**What is being asked**
Reproduce every one of the entries below word for word, leaving out the pictures.

**Source records**
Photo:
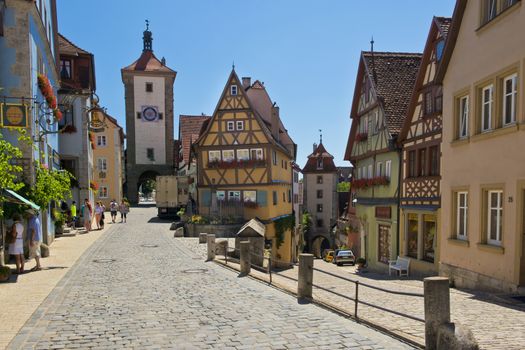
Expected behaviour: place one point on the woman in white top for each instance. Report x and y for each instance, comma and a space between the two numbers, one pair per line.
17, 247
99, 210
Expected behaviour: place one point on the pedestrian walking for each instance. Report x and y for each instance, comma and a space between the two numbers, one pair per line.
34, 230
99, 212
113, 208
124, 210
16, 244
87, 214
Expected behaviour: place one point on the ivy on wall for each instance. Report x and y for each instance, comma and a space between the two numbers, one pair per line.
281, 226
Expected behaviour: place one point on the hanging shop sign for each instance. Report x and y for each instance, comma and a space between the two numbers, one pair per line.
97, 119
383, 212
14, 115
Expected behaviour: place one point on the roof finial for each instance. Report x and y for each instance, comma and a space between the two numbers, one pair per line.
147, 38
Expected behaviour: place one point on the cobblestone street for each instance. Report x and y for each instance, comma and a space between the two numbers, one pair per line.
138, 287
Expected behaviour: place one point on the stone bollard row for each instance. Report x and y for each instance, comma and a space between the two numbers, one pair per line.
245, 258
211, 246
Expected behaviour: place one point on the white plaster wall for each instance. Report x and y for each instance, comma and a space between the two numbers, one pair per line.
149, 134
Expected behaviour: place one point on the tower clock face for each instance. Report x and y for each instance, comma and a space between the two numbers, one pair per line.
149, 114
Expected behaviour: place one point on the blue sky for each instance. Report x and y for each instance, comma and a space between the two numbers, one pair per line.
306, 52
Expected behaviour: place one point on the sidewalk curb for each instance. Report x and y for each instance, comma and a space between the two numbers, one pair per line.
331, 308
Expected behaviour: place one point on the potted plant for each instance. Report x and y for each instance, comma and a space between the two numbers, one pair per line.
5, 273
361, 262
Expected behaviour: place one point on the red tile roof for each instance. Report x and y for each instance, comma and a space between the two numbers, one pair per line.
394, 75
190, 128
328, 161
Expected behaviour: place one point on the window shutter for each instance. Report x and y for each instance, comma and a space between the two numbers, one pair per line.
262, 198
206, 197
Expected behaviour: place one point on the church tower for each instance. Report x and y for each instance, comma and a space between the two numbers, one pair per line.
148, 88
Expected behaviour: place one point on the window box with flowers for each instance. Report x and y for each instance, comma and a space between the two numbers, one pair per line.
376, 181
250, 163
362, 136
93, 185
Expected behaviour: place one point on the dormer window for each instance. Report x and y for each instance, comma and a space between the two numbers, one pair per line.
65, 69
319, 163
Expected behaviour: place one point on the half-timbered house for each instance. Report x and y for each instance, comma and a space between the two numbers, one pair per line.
420, 139
381, 97
244, 160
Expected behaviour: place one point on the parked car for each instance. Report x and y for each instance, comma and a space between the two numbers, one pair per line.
329, 256
344, 257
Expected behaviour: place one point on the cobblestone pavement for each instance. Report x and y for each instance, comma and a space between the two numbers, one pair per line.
494, 323
137, 287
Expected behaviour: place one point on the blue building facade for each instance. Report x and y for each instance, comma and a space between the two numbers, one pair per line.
28, 48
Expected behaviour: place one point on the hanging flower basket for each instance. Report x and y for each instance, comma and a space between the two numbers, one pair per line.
47, 91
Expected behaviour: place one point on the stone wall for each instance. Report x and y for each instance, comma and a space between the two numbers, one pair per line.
220, 231
463, 278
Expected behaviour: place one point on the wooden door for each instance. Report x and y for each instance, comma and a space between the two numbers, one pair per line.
383, 253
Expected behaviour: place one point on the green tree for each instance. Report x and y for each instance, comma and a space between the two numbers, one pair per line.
50, 185
343, 187
9, 171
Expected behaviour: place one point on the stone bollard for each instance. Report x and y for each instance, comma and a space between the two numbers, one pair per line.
211, 246
437, 308
245, 258
306, 275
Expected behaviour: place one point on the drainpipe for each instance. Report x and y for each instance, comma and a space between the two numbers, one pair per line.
400, 156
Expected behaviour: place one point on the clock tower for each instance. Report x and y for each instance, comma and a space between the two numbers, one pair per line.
148, 88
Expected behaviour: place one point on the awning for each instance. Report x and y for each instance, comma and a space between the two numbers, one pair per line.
16, 198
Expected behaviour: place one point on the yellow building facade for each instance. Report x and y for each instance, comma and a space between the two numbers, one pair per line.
108, 162
244, 163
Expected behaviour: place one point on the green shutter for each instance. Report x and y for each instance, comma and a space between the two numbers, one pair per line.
261, 198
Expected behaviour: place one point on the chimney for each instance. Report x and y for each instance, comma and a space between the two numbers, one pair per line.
246, 82
275, 121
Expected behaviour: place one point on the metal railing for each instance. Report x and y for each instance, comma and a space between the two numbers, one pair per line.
268, 267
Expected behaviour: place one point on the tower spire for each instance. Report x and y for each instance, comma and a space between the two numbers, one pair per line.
147, 38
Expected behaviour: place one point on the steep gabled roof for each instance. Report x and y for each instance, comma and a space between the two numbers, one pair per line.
263, 101
393, 75
441, 24
148, 62
190, 128
327, 158
65, 46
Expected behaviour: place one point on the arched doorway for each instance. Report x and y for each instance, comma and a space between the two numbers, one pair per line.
146, 187
319, 244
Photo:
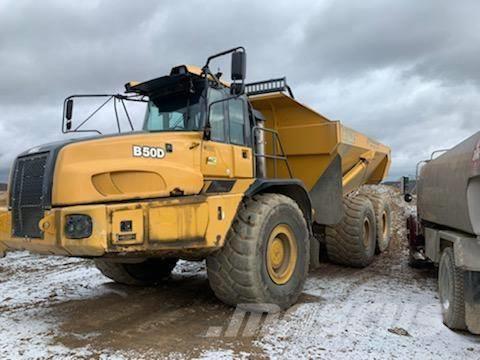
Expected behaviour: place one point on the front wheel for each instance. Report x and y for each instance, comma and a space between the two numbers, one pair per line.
266, 254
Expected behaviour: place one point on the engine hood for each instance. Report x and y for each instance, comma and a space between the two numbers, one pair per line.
124, 167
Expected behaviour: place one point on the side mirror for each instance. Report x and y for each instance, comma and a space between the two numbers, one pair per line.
69, 113
239, 65
237, 88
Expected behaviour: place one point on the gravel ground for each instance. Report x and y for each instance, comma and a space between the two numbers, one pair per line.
53, 307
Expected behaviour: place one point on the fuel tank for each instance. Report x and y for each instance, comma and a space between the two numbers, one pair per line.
449, 188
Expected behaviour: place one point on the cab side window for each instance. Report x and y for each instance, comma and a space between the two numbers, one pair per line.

**Expected answer**
Photo:
Expected behaviour: place one point on the woman in white top for each instance. Report x and y for each instance, comma and a space between the two numbers, one pair per line.
17, 247
99, 210
Expected behaviour: place one point on the pedestrian walking for each instance. Report x and y for each instance, comma and a space between the two numbers, one pair per line.
34, 230
99, 212
113, 208
124, 210
16, 244
87, 214
Expected behaviour: place one point on the ivy on wall for each instance. Report x and y for each instance, comma and a space between the two numbers, one pair per line.
281, 226
Expected behaviour: place one point on the hanging shop sign for each instance. Report x and y for each instance, comma and a space between the two numbers, one pair per line.
97, 119
383, 212
14, 115
Expected behaviour: place one point on the roof finial for each instance. Report x and y for each instance, comma and a space between the two numbers, one pair per line.
147, 38
Expected behaviour: place one point on the cobblestone street for each instance. Report x and y for each instance, comma and a space between the two numbers, one pair per line.
138, 287
Expected behaviour: place one point on the stone bollard row for each instance. Report x and y for each instance, comma and a space between the two numbers, one pair per line.
245, 258
211, 246
Expected behaviour: place one point on the white plaster wall for each instance. Report x and y for each instance, comma and a space between the two numbers, one pair per line.
149, 134
Expected behaviour: place one point on the tower clock face for each instance. Report x and y for each instance, comma and a space between the two numbers, one pair per line.
149, 114
Expected behaviour: place one point on the blue sky for each instance. Report x and y for each instance, comma and a space between the two numbers, one pair per line.
306, 52
Expected behaviour: place one point on the sidewalk curb for each instance. Report x and y for each instance, comma and a space between the two numbers, one pair per line.
331, 308
Expected behaviour: place one point on the potted plant for each instance. Report x and y for each instance, comma and a space between the two numbers, one pair per line.
5, 273
361, 262
Expected behaviour: place one point on the red tile roof for each instance. Report x and y for each instance, comma and a space between the two numbers, one pair per line.
394, 75
190, 128
328, 161
Expected behaviour: place one point on the window shutter for each instance. Report x and y for each instance, comma and a space between the two numbers, one pair per line.
262, 198
206, 197
Expected behaviour: place one point on the church tower for each instance. Report x and y for each instance, comma and a space between the two numbers, one pair per line.
148, 88
Expected behaviour: place one point on the window box with flowers for each instance. Report x and y for each instance, comma and a space between the two numbers, one pair per line.
376, 181
250, 163
362, 136
93, 185
Expected behaviour: place one point on the dormer window for each instance. Report x and y for each instance, comma and a space between the two numbers, one pair per line.
65, 69
319, 163
Expected behaviour: place one point on the half-timbered house for each instance. Report x and y for each instance, comma and a space between the two numbers, one pair per line.
420, 139
381, 97
244, 160
Expected behaviour: place one point on the parked car for each instance. Report x and y for each instance, comma and a space between the two numbers, one pair per line.
329, 256
344, 257
Expected behaviour: place one point on the cobblestone pavement for each instance. Report x and y for each instance, comma and a space between the two numbers, one pair per line.
494, 323
137, 287
Expected behaviour: place one point on the blue building facade for each instance. Report x and y for each instance, comma and a space between the two numbers, one pair per line.
28, 48
Expected behaviour: place one point on the hanging flower basket for each instance. Report x and y for each instance, comma and a space between the two numbers, one pair per line.
47, 91
Expected behaviour: place one point on the stone wall for each instance. Report x and y for each instance, comma and a space between the two numbers, one pair per line.
220, 231
463, 278
Expected behaviour: place one point on the wooden door for each instance. Report x and y for each instance, comma and a space between the two numbers, one pair per line.
383, 253
Expected behaviour: place one point on the green tree for each instance. Report x and y for each instance, comma and a space between the two numbers, one pair per line.
50, 185
343, 187
9, 171
Expected behaviour: place one point on the stone bollard for each instance. Report x and y for each instance, comma and a space between the two numbers, one pair per line.
211, 246
437, 308
245, 258
306, 275
Expected behaviour: place one point on the drainpipe for each instance. Report x and y for each instance, comma and a space between the two numbers, one pair per line.
400, 156
Expected behaviour: place one point on the clock tower for each instance. Report x and y for each instance, comma and a space between the two numbers, one pair per line.
148, 88
Expected behaviour: place one point on the awning for each instance. Report x and y for each instance, comma and a space between the two numbers, one pair per line.
16, 198
Expected behaviour: place one point on the yellow building facade for each instance. Report x and y for each instance, comma and a space between the two numbers, one pair per line.
108, 162
244, 163
Expected behaviour: place one point on the green shutter for each instance. Report x and y for each instance, comma and a space between the two numbers, one pair per line.
261, 198
Expected behaviour: place one point on the chimney for each instance. Report x and y for each instance, comma and a space between the two numbers, one pair per line.
246, 82
275, 121
Expected behaviour: place one point on the metal railing for each instance. Report x and y for each instance, comma and a space between the two numbers, one pair per line.
268, 267
Expected behaviour: place one point on the tower spire for each instance. Report x and y for each instance, comma and a space between the two numbers, one pair per line.
147, 38
Expected behaviour: place one point on the steep gabled roof for each instance. Report x and y for each instance, comma and a space between the two numbers, one pair per line.
263, 101
393, 75
441, 24
148, 62
190, 128
327, 158
65, 46
Expected behaviour: place one point on the arched doorway for each instance. Report x and y for each instance, comma and a space between the two numbers, one pair per line.
146, 187
319, 244
Photo:
Expected behaviour: place one point on the front wheel for each instance. Report x and y for each instance, comma and a space between the two numbers, one pair per line.
266, 254
Expected behaviour: place one point on the engine hood for each instance. Report x and y for each instance, comma and a space between the two numbers, one pair per line.
124, 167
Expected behaviour: place one point on the side mirror for each instance. Report x and y for each instance, comma and a space between the two numbers, one pair per line.
69, 113
239, 65
237, 88
Expected behaviour: place one point on the gravel ground for each instance. Report x and y for each instance, comma and a space between the two numbers, one pair per line.
53, 307
Expected behaviour: place one point on the fuel tank for each instance. Report x and y for each instance, comma and a space between the two numbers, one pair per line.
449, 188
Expected behaviour: place one point on the cab side window for each instance. Report x and y for each instance, comma and a space between the two numbers, one pair per line.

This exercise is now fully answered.